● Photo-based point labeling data
☆ ☆ ☆ ☆
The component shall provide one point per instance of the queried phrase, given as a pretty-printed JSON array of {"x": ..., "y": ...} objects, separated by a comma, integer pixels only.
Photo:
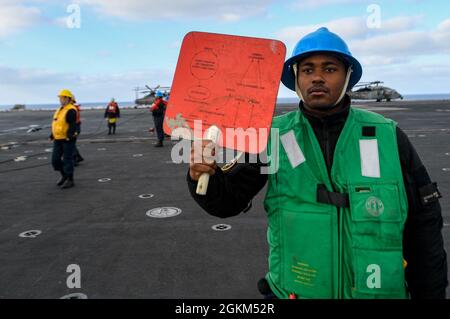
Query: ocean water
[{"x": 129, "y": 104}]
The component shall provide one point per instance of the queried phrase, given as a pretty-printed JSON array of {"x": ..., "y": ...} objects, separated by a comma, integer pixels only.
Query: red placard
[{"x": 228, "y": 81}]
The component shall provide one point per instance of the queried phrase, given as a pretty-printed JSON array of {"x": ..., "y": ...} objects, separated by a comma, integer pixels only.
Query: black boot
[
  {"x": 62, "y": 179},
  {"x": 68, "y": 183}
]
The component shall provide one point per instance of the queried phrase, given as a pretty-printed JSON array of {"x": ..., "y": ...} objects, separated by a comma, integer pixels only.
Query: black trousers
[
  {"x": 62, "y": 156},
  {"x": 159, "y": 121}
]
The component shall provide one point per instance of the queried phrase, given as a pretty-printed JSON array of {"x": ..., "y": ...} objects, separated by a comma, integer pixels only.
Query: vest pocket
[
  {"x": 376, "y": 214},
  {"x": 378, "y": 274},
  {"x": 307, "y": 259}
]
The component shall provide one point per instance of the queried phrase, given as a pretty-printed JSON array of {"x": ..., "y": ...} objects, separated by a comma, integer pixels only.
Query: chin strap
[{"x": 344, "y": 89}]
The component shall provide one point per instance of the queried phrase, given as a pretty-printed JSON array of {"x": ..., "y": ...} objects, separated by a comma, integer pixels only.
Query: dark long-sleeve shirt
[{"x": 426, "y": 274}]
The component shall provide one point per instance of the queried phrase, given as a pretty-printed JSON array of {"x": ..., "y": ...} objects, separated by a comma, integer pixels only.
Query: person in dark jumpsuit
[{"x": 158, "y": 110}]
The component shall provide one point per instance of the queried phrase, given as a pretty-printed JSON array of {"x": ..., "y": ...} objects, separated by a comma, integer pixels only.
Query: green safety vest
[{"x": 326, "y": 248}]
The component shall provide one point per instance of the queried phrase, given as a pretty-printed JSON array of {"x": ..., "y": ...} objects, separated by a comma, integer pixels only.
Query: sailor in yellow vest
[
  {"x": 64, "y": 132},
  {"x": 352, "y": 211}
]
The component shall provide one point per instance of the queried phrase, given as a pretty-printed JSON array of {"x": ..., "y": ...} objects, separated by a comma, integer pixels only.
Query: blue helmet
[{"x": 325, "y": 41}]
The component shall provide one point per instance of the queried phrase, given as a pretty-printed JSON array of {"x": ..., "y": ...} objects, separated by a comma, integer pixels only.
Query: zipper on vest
☆ ☆ ☆ ☆
● Task
Copy each line of the records precisely and drop any images they hold.

● Complete answer
The component shall provide one point per instance of the queried phrase, given as a pretty-printed JSON array of {"x": ..., "y": ...} objects, separated by a comma, integer pixels only.
Photo:
Query: ocean water
[{"x": 129, "y": 104}]
The component shall provide one point per instance of the queried phrase, given as a pretty-printed JSON array of {"x": ..., "y": ...} objects, separated by a comma, integer pixels only.
Query: red placard
[{"x": 228, "y": 81}]
The component shall provide one point per instance of the queried phrase, given as a pretty-printed JSON array of {"x": ..., "y": ...} objects, separated by a comma, integer pixels only.
Query: black boot
[
  {"x": 62, "y": 179},
  {"x": 68, "y": 183}
]
The component shall provide one point per instance of the queried phrase, given as a pretty-printed JSON array of {"x": ..., "y": ...} objects, separated by a comma, integer pixels only.
Query: black trousers
[
  {"x": 62, "y": 156},
  {"x": 159, "y": 121}
]
The component shall provide one point per instance of the queried phrase, given as a pretty-printed JSON array of {"x": ..., "y": ...} objects, separated by a comma, integer pixels only.
Query: vest pocket
[
  {"x": 376, "y": 214},
  {"x": 378, "y": 274},
  {"x": 307, "y": 259}
]
The component shall provide one point per instance of the queried phrase, given as a pretty-printed JSON array of {"x": ..., "y": ...} objects, separated by a comma, integer pixels only.
Query: chin strap
[{"x": 344, "y": 89}]
The component shall provide one point per instance of the queried phrase, given as a pretty-printed JSON array of {"x": ..., "y": ...} objects, separated by a comma, integer pixels only.
Query: dark long-sleeve shirt
[{"x": 426, "y": 274}]
The component shall provide one point per instance of the queried phrase, given as a pretty-printed JSON array of {"x": ..., "y": ...} objects, separated by a comma, integer pixels only.
Query: person in dark jumpsuit
[{"x": 158, "y": 110}]
The component shall provide one point per instance of the queried phrase, given as a pretty-printed JSON array of {"x": ..., "y": ...} objects, separated by a comma, integer pixels only.
Query: green safety vest
[{"x": 326, "y": 248}]
The component shall provide one point per instance of the queried phrase, given as a pretty-printed JSON array of {"x": ..., "y": ...} objects, separated by a comma, integer pixels only.
Query: sailor in yellow vest
[
  {"x": 64, "y": 132},
  {"x": 352, "y": 211}
]
The component shall provide one point per instance of the queried phrase, given as a pretty-printed JSON array of {"x": ..., "y": ...} objects, separated by a comma, integer pixels only.
Query: blue helmet
[{"x": 325, "y": 41}]
The component shall provide one point per instance of the queried phrase, given as a pretty-printed JSON array of {"x": ..., "y": ...} objects, separated by a comma, integer pixels only.
Query: zipper on vest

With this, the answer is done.